_Exercise requirements_
Please repeat the lines below word for word, beginning at the line that contains "Expected: for each instance of the car side" and stopping after the line that contains "x=242 y=499".

Entries taken from a pointing dataset:
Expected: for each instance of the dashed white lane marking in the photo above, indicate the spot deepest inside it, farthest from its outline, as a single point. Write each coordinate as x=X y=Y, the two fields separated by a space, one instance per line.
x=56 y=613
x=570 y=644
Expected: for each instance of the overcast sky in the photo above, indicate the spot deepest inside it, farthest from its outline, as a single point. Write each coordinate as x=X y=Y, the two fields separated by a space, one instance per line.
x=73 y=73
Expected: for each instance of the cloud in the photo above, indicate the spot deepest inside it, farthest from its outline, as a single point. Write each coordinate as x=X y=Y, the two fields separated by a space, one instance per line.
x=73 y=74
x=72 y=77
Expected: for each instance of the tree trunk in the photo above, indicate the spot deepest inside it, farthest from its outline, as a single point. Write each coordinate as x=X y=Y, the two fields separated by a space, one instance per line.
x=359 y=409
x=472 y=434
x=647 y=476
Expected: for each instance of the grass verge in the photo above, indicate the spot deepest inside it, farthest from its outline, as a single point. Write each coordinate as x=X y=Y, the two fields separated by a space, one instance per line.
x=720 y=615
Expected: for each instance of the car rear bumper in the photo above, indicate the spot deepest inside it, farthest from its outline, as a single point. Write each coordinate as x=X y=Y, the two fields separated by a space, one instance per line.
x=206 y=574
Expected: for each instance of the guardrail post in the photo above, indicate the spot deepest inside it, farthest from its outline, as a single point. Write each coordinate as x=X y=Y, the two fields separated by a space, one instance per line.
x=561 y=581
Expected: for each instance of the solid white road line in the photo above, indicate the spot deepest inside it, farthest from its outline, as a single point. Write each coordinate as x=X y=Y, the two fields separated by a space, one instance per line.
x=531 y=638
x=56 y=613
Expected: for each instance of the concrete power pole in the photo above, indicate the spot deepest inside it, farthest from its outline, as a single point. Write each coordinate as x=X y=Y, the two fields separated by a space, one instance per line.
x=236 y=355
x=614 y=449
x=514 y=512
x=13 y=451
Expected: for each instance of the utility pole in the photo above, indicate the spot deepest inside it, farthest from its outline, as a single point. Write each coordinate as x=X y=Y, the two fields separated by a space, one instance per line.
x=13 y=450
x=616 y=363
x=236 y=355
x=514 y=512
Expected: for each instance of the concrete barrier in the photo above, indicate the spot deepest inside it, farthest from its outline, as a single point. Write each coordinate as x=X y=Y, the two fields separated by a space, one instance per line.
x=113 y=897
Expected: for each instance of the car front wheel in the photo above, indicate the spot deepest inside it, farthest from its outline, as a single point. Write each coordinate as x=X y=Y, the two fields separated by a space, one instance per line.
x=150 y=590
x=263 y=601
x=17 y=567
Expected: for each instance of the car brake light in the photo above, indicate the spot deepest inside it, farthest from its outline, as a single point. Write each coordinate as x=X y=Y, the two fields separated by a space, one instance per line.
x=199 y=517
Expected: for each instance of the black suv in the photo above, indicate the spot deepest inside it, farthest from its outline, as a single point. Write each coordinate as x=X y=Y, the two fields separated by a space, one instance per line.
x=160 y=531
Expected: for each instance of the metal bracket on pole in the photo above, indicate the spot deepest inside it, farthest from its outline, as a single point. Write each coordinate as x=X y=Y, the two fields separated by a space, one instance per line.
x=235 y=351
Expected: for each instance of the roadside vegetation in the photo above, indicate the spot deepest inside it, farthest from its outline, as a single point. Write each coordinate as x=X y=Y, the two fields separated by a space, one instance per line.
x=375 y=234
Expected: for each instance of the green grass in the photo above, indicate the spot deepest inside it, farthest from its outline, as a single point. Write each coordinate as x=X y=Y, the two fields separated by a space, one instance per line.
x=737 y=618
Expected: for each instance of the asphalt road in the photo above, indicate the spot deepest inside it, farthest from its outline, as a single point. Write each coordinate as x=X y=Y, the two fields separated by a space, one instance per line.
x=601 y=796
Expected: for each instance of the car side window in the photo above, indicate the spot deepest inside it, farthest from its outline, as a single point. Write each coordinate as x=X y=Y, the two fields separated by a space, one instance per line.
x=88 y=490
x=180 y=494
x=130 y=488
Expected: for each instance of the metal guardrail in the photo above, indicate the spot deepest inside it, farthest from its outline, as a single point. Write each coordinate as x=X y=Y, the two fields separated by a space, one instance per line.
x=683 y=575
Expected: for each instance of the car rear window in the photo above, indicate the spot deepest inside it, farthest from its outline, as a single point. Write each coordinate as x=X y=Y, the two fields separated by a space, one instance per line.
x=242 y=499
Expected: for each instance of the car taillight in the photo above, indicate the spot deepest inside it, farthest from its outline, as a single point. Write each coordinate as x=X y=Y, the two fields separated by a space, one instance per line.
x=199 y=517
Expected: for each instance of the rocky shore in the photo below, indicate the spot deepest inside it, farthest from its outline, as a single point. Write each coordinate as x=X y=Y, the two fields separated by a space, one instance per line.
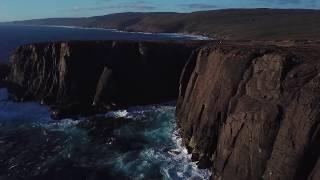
x=89 y=77
x=248 y=110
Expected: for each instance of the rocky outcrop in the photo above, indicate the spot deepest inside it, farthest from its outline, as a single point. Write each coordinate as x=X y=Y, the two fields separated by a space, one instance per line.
x=253 y=111
x=4 y=72
x=86 y=77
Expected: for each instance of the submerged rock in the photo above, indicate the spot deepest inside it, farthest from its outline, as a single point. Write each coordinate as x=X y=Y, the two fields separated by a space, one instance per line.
x=253 y=110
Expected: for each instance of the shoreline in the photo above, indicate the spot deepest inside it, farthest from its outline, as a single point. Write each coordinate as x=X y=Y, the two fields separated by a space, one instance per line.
x=196 y=37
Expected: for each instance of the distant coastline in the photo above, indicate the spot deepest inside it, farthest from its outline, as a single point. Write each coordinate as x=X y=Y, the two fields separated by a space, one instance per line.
x=230 y=24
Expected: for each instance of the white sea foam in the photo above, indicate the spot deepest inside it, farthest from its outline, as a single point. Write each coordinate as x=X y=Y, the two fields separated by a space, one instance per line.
x=173 y=35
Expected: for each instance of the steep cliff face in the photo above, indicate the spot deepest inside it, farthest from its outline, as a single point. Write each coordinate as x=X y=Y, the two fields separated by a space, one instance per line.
x=253 y=111
x=77 y=76
x=4 y=72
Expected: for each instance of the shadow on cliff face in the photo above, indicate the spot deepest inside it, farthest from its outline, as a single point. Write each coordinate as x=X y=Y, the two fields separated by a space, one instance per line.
x=4 y=72
x=252 y=111
x=88 y=77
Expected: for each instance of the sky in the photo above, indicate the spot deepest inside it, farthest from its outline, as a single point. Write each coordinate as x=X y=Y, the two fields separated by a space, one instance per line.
x=11 y=10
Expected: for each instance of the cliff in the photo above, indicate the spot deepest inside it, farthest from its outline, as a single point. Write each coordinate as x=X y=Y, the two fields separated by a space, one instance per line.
x=252 y=111
x=257 y=24
x=4 y=72
x=89 y=77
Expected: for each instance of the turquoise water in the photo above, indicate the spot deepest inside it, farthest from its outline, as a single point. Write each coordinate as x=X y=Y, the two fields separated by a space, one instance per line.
x=137 y=143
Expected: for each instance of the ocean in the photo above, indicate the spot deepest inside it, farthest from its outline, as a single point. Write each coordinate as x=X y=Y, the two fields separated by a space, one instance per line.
x=12 y=36
x=143 y=142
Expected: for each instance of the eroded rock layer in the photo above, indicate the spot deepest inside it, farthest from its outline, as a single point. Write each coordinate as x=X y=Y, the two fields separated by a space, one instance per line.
x=253 y=111
x=77 y=76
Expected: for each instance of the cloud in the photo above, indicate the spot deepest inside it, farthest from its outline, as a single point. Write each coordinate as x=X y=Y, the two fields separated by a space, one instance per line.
x=298 y=3
x=199 y=6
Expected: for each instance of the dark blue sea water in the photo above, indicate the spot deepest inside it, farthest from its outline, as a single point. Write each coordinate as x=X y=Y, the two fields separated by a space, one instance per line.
x=12 y=36
x=136 y=143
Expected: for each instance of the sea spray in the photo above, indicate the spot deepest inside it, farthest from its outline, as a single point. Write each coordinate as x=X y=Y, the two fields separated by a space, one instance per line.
x=146 y=146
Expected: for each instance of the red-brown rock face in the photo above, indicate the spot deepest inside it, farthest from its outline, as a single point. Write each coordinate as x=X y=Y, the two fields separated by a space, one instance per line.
x=253 y=111
x=105 y=74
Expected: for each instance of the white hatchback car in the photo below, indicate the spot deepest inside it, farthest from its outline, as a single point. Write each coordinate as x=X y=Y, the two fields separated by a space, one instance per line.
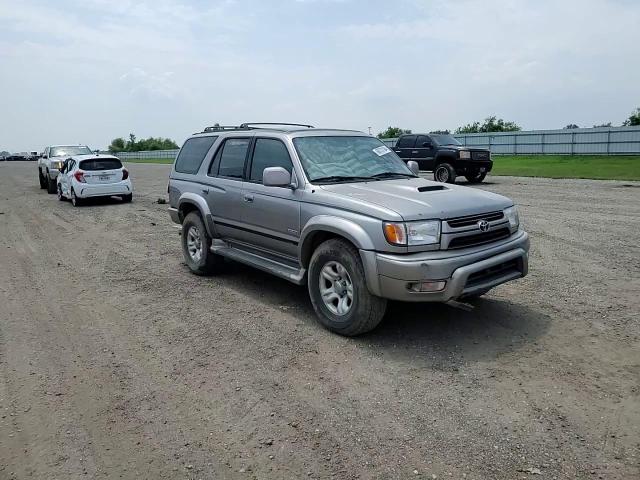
x=88 y=176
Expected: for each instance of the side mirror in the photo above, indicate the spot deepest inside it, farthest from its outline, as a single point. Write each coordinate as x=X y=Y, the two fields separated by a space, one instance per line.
x=276 y=177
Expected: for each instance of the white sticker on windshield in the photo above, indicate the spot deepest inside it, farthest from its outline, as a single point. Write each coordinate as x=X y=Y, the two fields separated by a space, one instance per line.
x=381 y=150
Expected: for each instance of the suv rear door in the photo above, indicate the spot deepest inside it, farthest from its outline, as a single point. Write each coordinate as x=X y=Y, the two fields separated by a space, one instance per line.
x=404 y=147
x=271 y=215
x=224 y=181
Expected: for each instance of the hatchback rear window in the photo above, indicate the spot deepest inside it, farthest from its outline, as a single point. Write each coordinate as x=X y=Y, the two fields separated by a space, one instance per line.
x=193 y=152
x=101 y=164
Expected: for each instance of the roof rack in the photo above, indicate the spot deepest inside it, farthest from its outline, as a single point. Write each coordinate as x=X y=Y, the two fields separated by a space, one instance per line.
x=220 y=128
x=251 y=125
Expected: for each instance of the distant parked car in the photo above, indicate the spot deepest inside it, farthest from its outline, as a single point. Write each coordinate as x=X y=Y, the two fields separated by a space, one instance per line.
x=90 y=176
x=51 y=162
x=445 y=156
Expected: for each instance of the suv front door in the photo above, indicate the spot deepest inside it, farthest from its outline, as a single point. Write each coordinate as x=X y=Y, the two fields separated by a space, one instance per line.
x=424 y=152
x=271 y=215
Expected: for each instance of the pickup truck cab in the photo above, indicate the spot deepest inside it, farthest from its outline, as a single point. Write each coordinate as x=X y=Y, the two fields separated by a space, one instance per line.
x=340 y=212
x=51 y=162
x=445 y=156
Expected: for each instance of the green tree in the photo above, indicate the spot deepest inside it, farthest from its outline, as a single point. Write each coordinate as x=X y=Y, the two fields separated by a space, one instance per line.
x=633 y=120
x=117 y=145
x=393 y=132
x=491 y=124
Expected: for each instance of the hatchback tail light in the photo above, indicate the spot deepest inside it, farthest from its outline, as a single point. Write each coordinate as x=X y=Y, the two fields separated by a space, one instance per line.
x=79 y=174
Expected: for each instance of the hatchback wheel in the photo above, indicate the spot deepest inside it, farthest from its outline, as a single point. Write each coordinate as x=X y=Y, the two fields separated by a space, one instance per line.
x=51 y=185
x=75 y=201
x=338 y=290
x=445 y=173
x=196 y=245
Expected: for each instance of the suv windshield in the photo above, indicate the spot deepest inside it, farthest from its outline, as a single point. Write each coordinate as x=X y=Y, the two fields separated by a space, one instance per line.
x=445 y=140
x=68 y=151
x=342 y=158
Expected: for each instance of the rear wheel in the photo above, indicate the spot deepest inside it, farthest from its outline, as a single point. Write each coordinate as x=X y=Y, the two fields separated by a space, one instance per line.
x=75 y=201
x=476 y=177
x=196 y=247
x=51 y=185
x=444 y=173
x=338 y=290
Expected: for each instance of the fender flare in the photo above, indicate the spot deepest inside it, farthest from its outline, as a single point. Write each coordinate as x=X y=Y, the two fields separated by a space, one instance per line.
x=189 y=198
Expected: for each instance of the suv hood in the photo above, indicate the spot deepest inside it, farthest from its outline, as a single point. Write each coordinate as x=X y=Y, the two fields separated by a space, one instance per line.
x=420 y=199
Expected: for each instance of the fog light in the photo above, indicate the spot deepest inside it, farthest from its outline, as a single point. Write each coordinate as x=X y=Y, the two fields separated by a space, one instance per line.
x=427 y=286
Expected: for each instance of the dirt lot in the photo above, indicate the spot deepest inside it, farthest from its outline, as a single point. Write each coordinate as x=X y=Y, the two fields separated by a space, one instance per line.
x=116 y=362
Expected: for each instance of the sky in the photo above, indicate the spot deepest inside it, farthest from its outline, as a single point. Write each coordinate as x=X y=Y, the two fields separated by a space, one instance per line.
x=87 y=71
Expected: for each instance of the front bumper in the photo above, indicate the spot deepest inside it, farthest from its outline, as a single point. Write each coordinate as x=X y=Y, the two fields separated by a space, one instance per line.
x=466 y=271
x=85 y=190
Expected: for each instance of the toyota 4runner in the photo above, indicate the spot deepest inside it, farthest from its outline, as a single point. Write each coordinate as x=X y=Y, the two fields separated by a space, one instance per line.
x=342 y=213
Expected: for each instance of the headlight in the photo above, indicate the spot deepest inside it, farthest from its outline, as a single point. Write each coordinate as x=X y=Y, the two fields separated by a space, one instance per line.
x=512 y=215
x=412 y=233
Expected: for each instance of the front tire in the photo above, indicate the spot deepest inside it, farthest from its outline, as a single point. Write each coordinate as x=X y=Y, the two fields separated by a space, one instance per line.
x=444 y=173
x=51 y=185
x=338 y=290
x=196 y=247
x=476 y=177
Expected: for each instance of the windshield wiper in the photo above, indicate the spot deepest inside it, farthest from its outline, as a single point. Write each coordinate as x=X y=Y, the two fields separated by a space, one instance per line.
x=342 y=178
x=394 y=174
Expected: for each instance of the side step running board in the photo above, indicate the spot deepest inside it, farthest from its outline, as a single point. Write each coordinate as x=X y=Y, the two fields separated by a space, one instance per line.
x=292 y=274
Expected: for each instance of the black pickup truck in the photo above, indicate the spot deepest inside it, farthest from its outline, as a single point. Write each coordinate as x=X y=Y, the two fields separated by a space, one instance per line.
x=445 y=156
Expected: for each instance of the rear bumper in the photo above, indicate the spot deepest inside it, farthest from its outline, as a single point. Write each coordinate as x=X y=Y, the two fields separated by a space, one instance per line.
x=466 y=272
x=86 y=190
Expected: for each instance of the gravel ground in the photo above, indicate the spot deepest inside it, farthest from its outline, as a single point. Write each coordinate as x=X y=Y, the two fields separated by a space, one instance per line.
x=116 y=362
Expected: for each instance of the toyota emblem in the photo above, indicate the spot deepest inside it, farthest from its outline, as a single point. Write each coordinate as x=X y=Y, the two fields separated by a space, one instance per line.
x=483 y=225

_Completed task_
Expected: for each instance of the car side window in the photo above, indicate the spot deepest inside it, farthest from its outline, as a single point. Write each coordinate as x=X y=Y, the two fields separated by a space, one instance per line.
x=88 y=490
x=180 y=494
x=130 y=488
Expected: for each instance of the metal guardrail in the photo above, indicate the spot deepest inside it, farthest from its outline, as a single point. Write each coordinate as x=X y=Y, the two fields separated by a space, one instance per line.
x=683 y=575
Expected: for each instance of the car rear window in the photo above, indicate the spot deepest inside it, farthest from its outline, as a single point. Write each coordinate as x=X y=Y, the two fields separated by a space, one instance per line.
x=242 y=499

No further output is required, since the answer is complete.